■ SOURCE TEXT:
============

Soil acts as what scientists call a ‘carbon sink’ – it can absorb about 20 percent of all emissions of carbon dioxide (CO2), the main gas triggering global warming that are attributed to human activity. Whereas organic agriculture can help ensure that soil continues playing a major role in diverting carbon from the atmosphere, degradation of the soil leads to large-scale releases of CO2. Each year British soil loses about 0.6 percent of its organic matter, and the resulting increase in CO2 emissions has been compared to putting an extra five million cars on the road.

“While science tells us how soil originated, the production process takes millions of years,” said Ladislav Miko, a senior environment official in the European Commission. “It is effectively a non-renewable resource. We cannot afford to wait for new soil to be created as it simply takes too long.”

Miko added: “We have seen quite scary figures (on the extent of soil degradation), and yet this is still not enough to get an overall agreement. The existing legal framework is clearly not sufficient.”

Gerassimos Arapis, professor at the Agricultural University of Athens, said that 500,000 sites in the EU are known to be contaminated, but about 3.5 million could be contaminated. He said the proposed directive would give much leeway to national governments to decide how ambitious they should be in protecting the soil, and argued that greater clarity is required about how implementation of the law will be financed.

Ronan Uhel from the European Environmental Agency, an EU body based in Copenhagen, said there is a need for greater research on the extent of soil degradation in Europe. “The knowledge we have at hand on a European scale is still very limited.”

============

■ Stored records:
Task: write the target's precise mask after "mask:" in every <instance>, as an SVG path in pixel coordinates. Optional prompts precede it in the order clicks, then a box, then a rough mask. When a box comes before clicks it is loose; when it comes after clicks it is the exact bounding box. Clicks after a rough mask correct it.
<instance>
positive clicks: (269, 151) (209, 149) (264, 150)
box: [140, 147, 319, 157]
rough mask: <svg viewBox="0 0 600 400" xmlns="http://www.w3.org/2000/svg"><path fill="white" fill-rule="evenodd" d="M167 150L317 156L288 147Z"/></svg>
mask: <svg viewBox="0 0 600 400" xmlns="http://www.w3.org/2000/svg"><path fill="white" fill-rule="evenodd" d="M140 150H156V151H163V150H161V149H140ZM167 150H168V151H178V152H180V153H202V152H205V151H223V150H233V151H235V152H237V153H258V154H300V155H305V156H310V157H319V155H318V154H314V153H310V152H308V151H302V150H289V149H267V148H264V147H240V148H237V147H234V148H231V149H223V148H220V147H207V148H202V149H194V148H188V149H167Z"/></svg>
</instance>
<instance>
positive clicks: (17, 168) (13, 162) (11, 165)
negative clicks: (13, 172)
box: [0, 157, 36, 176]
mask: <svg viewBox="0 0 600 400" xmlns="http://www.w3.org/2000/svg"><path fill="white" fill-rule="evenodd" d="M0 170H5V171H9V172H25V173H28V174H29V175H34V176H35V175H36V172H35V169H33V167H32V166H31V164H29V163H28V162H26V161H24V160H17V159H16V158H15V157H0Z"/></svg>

============

■ WHAT NEEDS TO BE DONE:
Copy the soil passage word for word, taking everything from "Gerassimos Arapis, professor" down to "will be financed.". Rely only on the text about soil degradation in the EU.

■ ANSWER FOR THE TASK:
Gerassimos Arapis, professor at the Agricultural University of Athens, said that 500,000 sites in the EU are known to be contaminated, but about 3.5 million could be contaminated. He said the proposed directive would give much leeway to national governments to decide how ambitious they should be in protecting the soil, and argued that greater clarity is required about how implementation of the law will be financed.